■ WORK ITEM:
Set down a faithful copy of every record, and skip the pictures in it.

[Image-grounded pointing data]
▬▬▬▬▬▬▬▬▬▬
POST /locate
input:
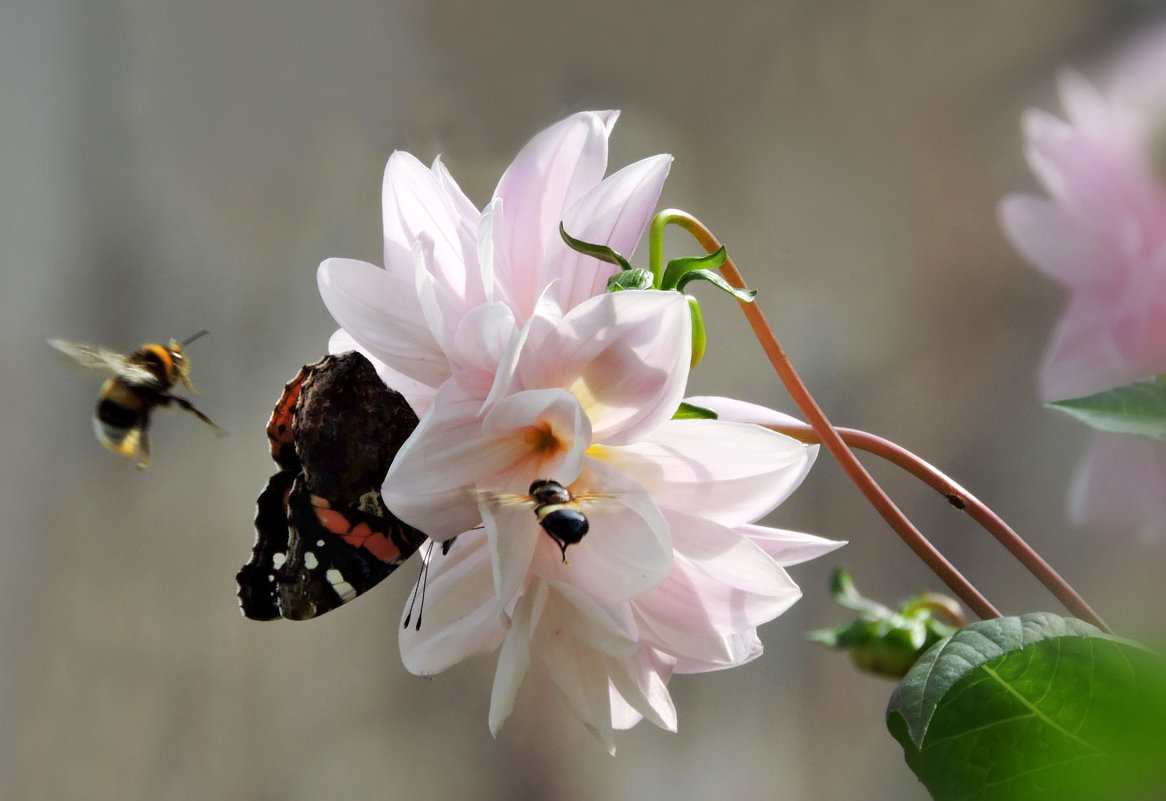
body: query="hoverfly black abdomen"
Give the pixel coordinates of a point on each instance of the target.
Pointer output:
(559, 513)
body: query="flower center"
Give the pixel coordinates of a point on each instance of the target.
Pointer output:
(542, 440)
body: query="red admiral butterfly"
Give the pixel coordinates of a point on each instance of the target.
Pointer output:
(323, 534)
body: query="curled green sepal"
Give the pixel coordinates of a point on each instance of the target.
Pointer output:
(699, 336)
(678, 268)
(630, 279)
(884, 641)
(687, 410)
(1034, 708)
(745, 295)
(601, 252)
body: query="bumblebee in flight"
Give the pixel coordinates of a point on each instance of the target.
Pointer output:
(140, 381)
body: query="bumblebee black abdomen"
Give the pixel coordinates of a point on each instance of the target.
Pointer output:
(114, 414)
(559, 513)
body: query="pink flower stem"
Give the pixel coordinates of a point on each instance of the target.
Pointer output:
(829, 436)
(963, 500)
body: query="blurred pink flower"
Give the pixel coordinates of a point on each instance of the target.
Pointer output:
(458, 282)
(1102, 233)
(671, 577)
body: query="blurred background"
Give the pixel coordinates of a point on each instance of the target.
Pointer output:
(175, 166)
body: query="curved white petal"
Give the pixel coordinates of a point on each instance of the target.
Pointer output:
(432, 480)
(624, 355)
(457, 617)
(788, 548)
(725, 471)
(514, 659)
(577, 670)
(1051, 240)
(513, 533)
(383, 315)
(550, 173)
(638, 689)
(615, 213)
(416, 201)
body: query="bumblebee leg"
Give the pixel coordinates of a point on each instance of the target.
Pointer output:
(144, 450)
(190, 407)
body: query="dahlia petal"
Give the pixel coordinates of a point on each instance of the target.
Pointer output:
(1118, 487)
(578, 673)
(432, 480)
(1082, 357)
(609, 630)
(788, 548)
(549, 174)
(1051, 240)
(624, 355)
(727, 471)
(1086, 178)
(383, 315)
(615, 213)
(416, 201)
(1083, 104)
(459, 617)
(740, 648)
(514, 659)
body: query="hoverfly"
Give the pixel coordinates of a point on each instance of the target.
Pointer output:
(140, 383)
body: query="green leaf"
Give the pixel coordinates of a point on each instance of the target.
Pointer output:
(1037, 708)
(693, 412)
(678, 268)
(1136, 408)
(601, 252)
▬▬▬▬▬▬▬▬▬▬
■ SOLUTION FOR THIS PROBLEM:
POST /locate
input:
body: query="hoverfly black abdomen"
Give the pixel coordinates of a point on each instance of the target.
Pointer output:
(559, 513)
body: query="flower center"
Give the pixel coordinates of a point on each instance of the target.
Pointer output:
(542, 440)
body: query="red admiral butterfly"
Give the pixel coordinates of a point on each instance of the target.
Pointer output:
(323, 534)
body: query="curled green sepal"
Give the pixel coordinates of a point on each instance of the target.
Pointer output:
(699, 336)
(678, 268)
(630, 279)
(884, 641)
(687, 410)
(1034, 708)
(745, 295)
(601, 252)
body: query="bumblebee in flight"
Give the pixel coordinates of a point on each instance of the target.
Pointer output:
(140, 381)
body: query="bumblebee black abdomen"
Give the pixel coordinates of a point on each instance of the target.
Pointer output:
(114, 414)
(559, 513)
body: query="pink flower stem"
Give the pixel coordinates of a point on each instance of the target.
Pointer output:
(829, 436)
(963, 500)
body: query="blurred pink flower"
Give the pixel coordinates of a point on each instance of the target.
Pointer output:
(458, 282)
(1102, 233)
(671, 577)
body: query="blurred background"
Give the pixel coordinates of a point on each instance of the target.
Pointer output:
(175, 166)
body: query="curved white petal"
Give the pixel coordinates of a point on each instance of the target.
Pointer output:
(432, 480)
(624, 355)
(457, 617)
(788, 548)
(725, 471)
(514, 659)
(577, 670)
(1051, 240)
(513, 533)
(383, 315)
(550, 173)
(638, 689)
(615, 213)
(416, 201)
body: query="bumblebee leg"
Give the pixel coordinates of a point on each instance of the target.
Pointer output:
(144, 450)
(190, 407)
body: query="dahlia petal"
Give the pixel coordinates of a point on each instance of the target.
Pointer output:
(1118, 487)
(578, 673)
(432, 480)
(1082, 357)
(609, 630)
(788, 548)
(549, 174)
(1051, 240)
(624, 355)
(727, 471)
(1086, 178)
(383, 315)
(615, 213)
(416, 201)
(1083, 104)
(459, 617)
(740, 648)
(514, 659)
body: query="hoverfly"
Give the pixel coordinates of a point on each instance of the target.
Pointer output:
(140, 383)
body: query="green leaf"
Give the pixel coordinates of a point on each instance of the target.
Pointer output:
(1037, 708)
(693, 412)
(678, 268)
(1136, 408)
(601, 252)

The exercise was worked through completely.